What you are asked to do: Reproduce every line of the items below, requests included. Multiply each x and y coordinate in the answers by 0.4 and round to whole numbers, with halves rounded up, leaving all other numbers unchanged.

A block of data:

· · · · · · ·

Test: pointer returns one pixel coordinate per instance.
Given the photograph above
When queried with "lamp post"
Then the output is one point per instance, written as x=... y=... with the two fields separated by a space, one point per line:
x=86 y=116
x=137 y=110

· · · · · · ·

Exercise result:
Test: pointer returns one pixel coordinate per instance.
Given the photograph above
When queried with "lamp post"
Then the output is one point per instance, written as x=... y=... with the two fields separated by a space, one point per line:
x=34 y=46
x=55 y=44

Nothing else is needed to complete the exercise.